◆ **Document section**
*** Begin section ***

Betsy has a Ph.D. in biomedical engineering from the University of Memphis, M.S. from the University of Virginia, and B.S. from Mississippi State University. She has over 10 years of experience developing STEM curriculum and teaching physics, engineering, and biology. She currently teaches first year engineering students at the University of Tennessee.
What's Wrong with These Books?
In 1938, a physicist working at General Electric (GE) named Frank Benford was tired of always having to buy new books of logarithm tables. For some reason, it seemed that the first few pages of the book always got worn out and dirty a lot faster than the rest of the book. The first few pages contained logarithms that started with the number one, while those that started with other digits were farther back in the book.
Dr. Benford was pretty sure that all the scientists and engineers that worked at GE didn't have some particular fondness for the number one, but he was puzzled by why these pages were obviously being used more than all the others in the book. He decided to investigate and find out what was really going on.
He collected over 20,000 sets of data to see if he could find some general trends. Some of the data sets he looked at were baseball statistics, some were list of addresses, some were areas of rivers and cities, and some were just seemingly random numbers listed in magazine articles. Even though all this data was obviously very different, Dr. Benford found that in almost every case, the data followed a familiar pattern.
No matter which data set he examined, about 30% of the numbers in the data set had a first digit of one. This was surprising, because just by random chance, you would expect one to turn up as the first digit in one out of every nine numbers. This means that about 11% of the numbers should have started with one, but instead 30% started with one. What was going on?

*** End section ***

◆ **Given entries**

*** Begin section ***

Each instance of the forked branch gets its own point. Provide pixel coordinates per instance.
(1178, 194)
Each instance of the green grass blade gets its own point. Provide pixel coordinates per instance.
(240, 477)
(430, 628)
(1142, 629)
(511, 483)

*** End section ***

◆ **Required action**
Answer these questions about the text on Frank Benford and the logarithm tables:
1. Where does Betsy currently teach first year engineering students?
2. How many sets of data did Frank Benford collect?
3. In almost every data set he examined, about what percentage of the numbers had a first digit of one?

◆ **Solution for this task**
1. The University of Tennessee.
2. Over 20,000.
3. About 30%.